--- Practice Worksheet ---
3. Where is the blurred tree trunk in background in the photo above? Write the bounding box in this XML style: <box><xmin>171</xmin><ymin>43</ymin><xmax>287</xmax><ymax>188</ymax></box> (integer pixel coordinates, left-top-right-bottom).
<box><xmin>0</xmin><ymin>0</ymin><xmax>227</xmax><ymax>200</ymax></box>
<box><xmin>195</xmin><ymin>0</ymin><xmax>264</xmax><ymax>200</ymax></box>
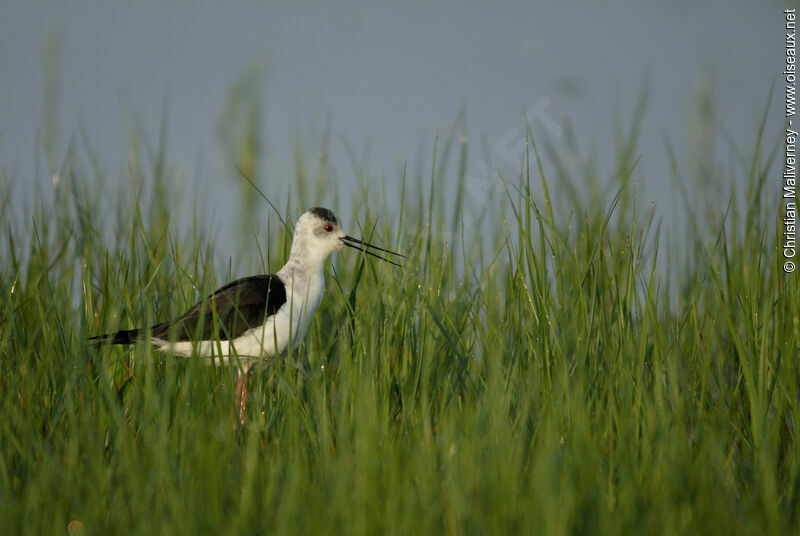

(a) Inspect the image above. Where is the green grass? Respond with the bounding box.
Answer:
[0,110,800,534]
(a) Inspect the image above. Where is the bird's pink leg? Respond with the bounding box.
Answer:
[236,371,250,426]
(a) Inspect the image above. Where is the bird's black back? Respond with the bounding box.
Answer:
[89,274,286,345]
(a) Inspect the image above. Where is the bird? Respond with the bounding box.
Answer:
[89,207,407,425]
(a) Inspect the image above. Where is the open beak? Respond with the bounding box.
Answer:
[339,236,408,267]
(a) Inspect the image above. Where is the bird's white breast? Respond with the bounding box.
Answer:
[153,264,325,369]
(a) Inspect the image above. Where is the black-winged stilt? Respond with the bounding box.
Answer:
[89,207,405,423]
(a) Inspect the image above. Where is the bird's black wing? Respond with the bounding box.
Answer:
[89,274,286,346]
[152,274,286,341]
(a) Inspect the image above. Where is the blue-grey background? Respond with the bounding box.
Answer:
[0,0,789,266]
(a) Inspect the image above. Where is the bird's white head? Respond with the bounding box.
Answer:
[291,207,345,265]
[289,207,405,269]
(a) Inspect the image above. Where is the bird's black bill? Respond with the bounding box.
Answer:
[339,236,407,267]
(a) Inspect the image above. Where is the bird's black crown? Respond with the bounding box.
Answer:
[308,207,339,225]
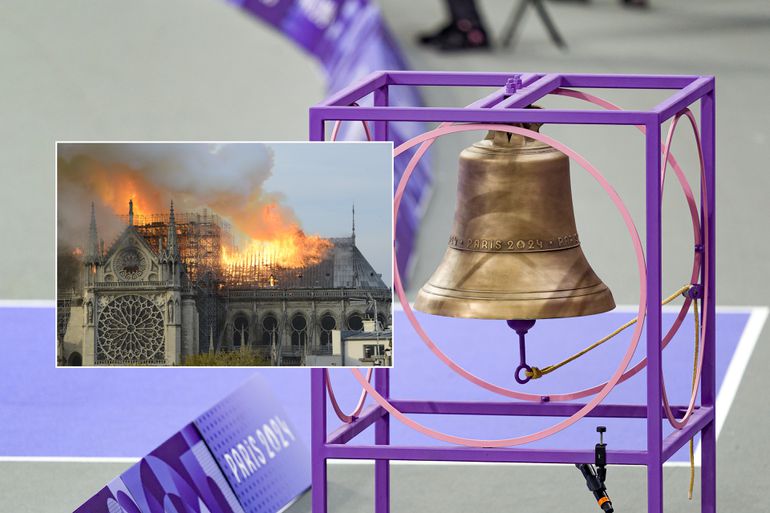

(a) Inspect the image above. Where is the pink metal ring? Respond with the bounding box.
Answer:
[388,89,702,401]
[661,109,710,429]
[325,103,372,424]
[324,368,374,424]
[351,124,647,447]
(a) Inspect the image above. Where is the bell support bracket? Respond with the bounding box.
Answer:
[506,319,535,385]
[309,71,717,513]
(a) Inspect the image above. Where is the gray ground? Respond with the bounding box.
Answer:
[0,0,770,513]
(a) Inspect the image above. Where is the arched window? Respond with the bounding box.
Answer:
[348,312,364,331]
[319,313,337,346]
[233,315,249,347]
[262,314,278,345]
[291,313,307,346]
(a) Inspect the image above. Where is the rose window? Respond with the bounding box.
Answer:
[96,295,165,362]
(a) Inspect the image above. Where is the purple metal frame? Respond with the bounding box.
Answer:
[310,71,716,513]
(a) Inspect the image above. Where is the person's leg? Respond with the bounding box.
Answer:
[419,0,489,51]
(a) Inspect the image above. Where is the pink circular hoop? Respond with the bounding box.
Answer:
[324,368,374,424]
[554,89,710,429]
[325,103,372,424]
[329,103,372,141]
[384,89,704,408]
[661,109,710,429]
[351,124,647,447]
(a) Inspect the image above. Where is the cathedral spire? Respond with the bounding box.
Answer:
[86,202,99,264]
[166,200,179,256]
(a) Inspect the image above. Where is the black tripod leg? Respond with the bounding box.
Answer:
[531,0,567,49]
[502,0,532,48]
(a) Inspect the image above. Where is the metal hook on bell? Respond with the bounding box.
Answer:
[506,319,535,385]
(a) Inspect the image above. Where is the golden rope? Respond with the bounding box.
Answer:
[525,284,692,379]
[687,299,700,500]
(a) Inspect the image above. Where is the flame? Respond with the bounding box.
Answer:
[222,227,332,269]
[60,155,332,272]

------------

## The request
Copy everything from "(a) Inspect the image above. Where is the arched" down to "[419,0,489,51]", swapping "purple" for "violet" and keeping the rest unchanged.

## Answer below
(a) Inspect the image above. Where is the arched window? Respond with the bounding box.
Answer:
[348,312,364,331]
[319,313,337,346]
[233,315,249,347]
[262,314,278,345]
[291,313,307,346]
(a) Inspect the image above. Where is the rose window? Respond with the bounding box.
Answer:
[96,295,165,362]
(a) Inspect the image above. Where is the violet metal frame? Respond with the bounding box.
Answer:
[310,71,716,513]
(a) Inspect the image above. Where is the person's leg? Respond with the bounding box.
Answer:
[419,0,489,51]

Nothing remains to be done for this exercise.